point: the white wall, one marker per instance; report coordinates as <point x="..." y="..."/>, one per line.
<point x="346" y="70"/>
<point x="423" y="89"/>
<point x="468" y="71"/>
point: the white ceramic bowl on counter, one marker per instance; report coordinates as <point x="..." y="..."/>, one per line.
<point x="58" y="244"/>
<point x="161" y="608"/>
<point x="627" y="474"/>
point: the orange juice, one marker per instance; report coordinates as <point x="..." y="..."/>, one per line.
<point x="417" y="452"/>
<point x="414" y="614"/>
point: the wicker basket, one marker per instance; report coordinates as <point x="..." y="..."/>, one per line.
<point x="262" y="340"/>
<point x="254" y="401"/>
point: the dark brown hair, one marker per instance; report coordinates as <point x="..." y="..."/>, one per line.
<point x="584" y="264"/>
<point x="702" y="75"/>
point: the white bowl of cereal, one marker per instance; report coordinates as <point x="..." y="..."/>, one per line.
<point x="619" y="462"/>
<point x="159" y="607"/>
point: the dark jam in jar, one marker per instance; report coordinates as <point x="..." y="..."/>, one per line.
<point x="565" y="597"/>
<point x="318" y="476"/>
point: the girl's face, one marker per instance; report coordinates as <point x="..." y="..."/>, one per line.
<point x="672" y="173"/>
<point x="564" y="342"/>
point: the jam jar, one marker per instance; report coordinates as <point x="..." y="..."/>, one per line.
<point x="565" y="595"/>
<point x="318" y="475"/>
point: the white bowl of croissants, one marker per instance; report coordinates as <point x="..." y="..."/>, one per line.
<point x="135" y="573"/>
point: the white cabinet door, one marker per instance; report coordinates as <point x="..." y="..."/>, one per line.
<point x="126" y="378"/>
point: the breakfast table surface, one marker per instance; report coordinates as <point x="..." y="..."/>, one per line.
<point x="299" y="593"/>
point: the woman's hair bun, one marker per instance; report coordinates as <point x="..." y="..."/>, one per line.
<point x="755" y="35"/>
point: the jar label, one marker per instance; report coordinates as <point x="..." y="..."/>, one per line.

____________________

## What the task asks
Repeat all the entries word for word.

## The answer
point: the white wall, one marker per instance; report coordinates as <point x="..." y="..."/>, one per line.
<point x="346" y="70"/>
<point x="423" y="89"/>
<point x="468" y="71"/>
point: the white ceramic bowl on counter, one marker per instance; report coordinates as <point x="..." y="..."/>, one per line.
<point x="58" y="244"/>
<point x="161" y="608"/>
<point x="627" y="474"/>
point: the orange juice, one marker per instance; report coordinates as <point x="..." y="..."/>, one per line.
<point x="417" y="452"/>
<point x="414" y="614"/>
point: the wicker basket, one marker per instance; report coordinates as <point x="..." y="..."/>, one per line.
<point x="262" y="340"/>
<point x="254" y="401"/>
point: the dark brown hair, one marker per instance; report coordinates as <point x="..." y="..."/>, one per line.
<point x="584" y="264"/>
<point x="702" y="75"/>
point: the white bowl of cereal, one marker per instance; report coordinates as <point x="..." y="..."/>, one per line.
<point x="619" y="462"/>
<point x="159" y="607"/>
point: the dark jam in jar, one marker per instance; report coordinates as <point x="..." y="..."/>, one per line.
<point x="565" y="597"/>
<point x="318" y="476"/>
point: the girl's face, one marker per instance; report coordinates as <point x="..." y="..."/>, one per line.
<point x="672" y="173"/>
<point x="564" y="342"/>
point: the jam jar, one marker per instance; report coordinates as <point x="..." y="..."/>, one per line.
<point x="565" y="595"/>
<point x="318" y="475"/>
point: the white bowl of croissants, one marker per instance; report coordinates as <point x="..." y="..."/>, one per line.
<point x="135" y="573"/>
point: the white cabinet door, one marker per instance; report coordinates as <point x="..." y="..."/>, one per line.
<point x="126" y="378"/>
point: the breakfast table surface, one marker per instance; report coordinates as <point x="..." y="..."/>, one per line.
<point x="299" y="593"/>
point: the woman's hair bun, one marker per instance; report coordinates as <point x="..." y="..."/>, one per line.
<point x="755" y="35"/>
point: the jar label, one marker per instance; report coordinates as <point x="..." y="..."/>, one per line.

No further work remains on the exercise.